***** SUPPLIED RECORDS *****
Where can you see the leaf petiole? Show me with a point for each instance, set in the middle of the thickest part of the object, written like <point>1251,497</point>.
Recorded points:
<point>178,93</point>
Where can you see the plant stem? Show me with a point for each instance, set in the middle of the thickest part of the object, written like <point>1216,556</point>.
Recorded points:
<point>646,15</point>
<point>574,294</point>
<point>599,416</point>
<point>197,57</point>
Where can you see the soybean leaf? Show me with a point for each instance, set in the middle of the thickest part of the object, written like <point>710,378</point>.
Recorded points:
*****
_TASK DETAILS_
Retype each record, matching it exactly.

_EXERCISE RESPONSE_
Where can you see the leaf petiole? Show me with a point for each instance, set in the middle of the thickest part of the object, written like <point>1251,497</point>.
Recorded points:
<point>178,93</point>
Where can you see the plant stem? Show me with a point for each instance, set in the middle of the thickest part of the object, written like <point>1216,556</point>.
Recorded points:
<point>646,15</point>
<point>574,294</point>
<point>599,416</point>
<point>197,57</point>
Where can you see the soybean leaf? Show me with a point for each instance, set in the middle of the thickest part of the object, written like <point>710,378</point>.
Recorded points:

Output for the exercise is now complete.